Pull out every line in the records below that contains the string "each", treating uppercase and lowercase as different.

=== Stored data ===

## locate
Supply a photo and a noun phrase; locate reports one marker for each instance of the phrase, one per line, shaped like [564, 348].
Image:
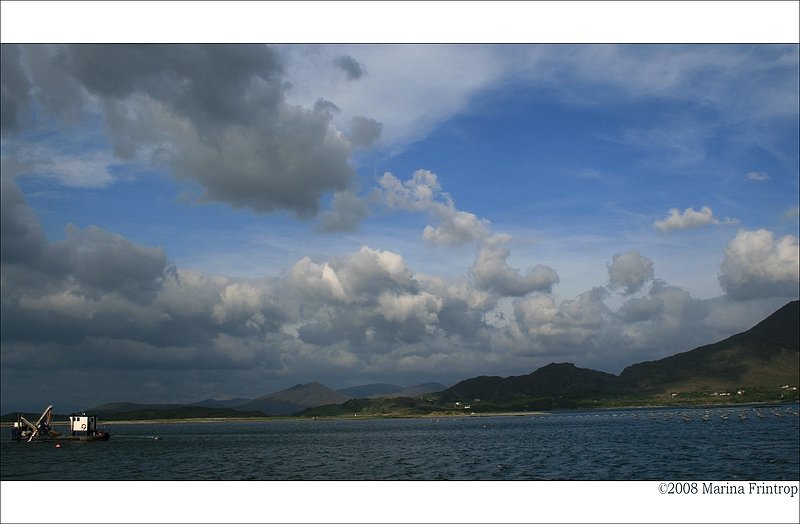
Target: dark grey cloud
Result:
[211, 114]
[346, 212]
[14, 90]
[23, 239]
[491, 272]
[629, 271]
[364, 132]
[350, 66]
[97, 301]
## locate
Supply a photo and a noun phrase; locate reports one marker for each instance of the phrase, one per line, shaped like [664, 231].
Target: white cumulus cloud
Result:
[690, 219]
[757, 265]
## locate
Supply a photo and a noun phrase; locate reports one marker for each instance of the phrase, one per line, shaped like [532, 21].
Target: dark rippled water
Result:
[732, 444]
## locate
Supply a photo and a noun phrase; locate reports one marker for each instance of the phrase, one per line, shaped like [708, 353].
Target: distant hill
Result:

===
=== Stored data ===

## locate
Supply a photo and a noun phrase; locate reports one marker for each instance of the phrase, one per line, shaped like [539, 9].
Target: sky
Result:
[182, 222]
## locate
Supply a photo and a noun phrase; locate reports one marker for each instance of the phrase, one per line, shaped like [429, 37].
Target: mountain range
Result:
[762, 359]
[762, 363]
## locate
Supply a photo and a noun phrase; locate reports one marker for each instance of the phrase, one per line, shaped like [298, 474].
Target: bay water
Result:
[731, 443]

===

**Answer to this exercise**
Supply a photo and a noun phrase; locate reports one marker for each instance of the phrase, one per line, shaped like [564, 348].
Supply a photo and a noun phrase; locate reports one marker for each instance of the phrase, one per line, shaped like [664, 231].
Supply a photo and a noun phrase; locate reports one marker for each instance of the phrase, one per line, shaped like [532, 21].
Supply a photo and a noun phrase; locate reports one marker for each instance of the phrase, one per line, shaped like [708, 353].
Supply a photo and a noun phrase; locate reports one marker for each instance of the phrase, one per line, shaped like [539, 9].
Supply a photo and a noun phrase; locate reports one marker for each instance of the phrase, one per line, shaped like [429, 37].
Supply a photo and a noun phrase; locate reports one marker for each instance of the phrase, one per line, shaped like [298, 474].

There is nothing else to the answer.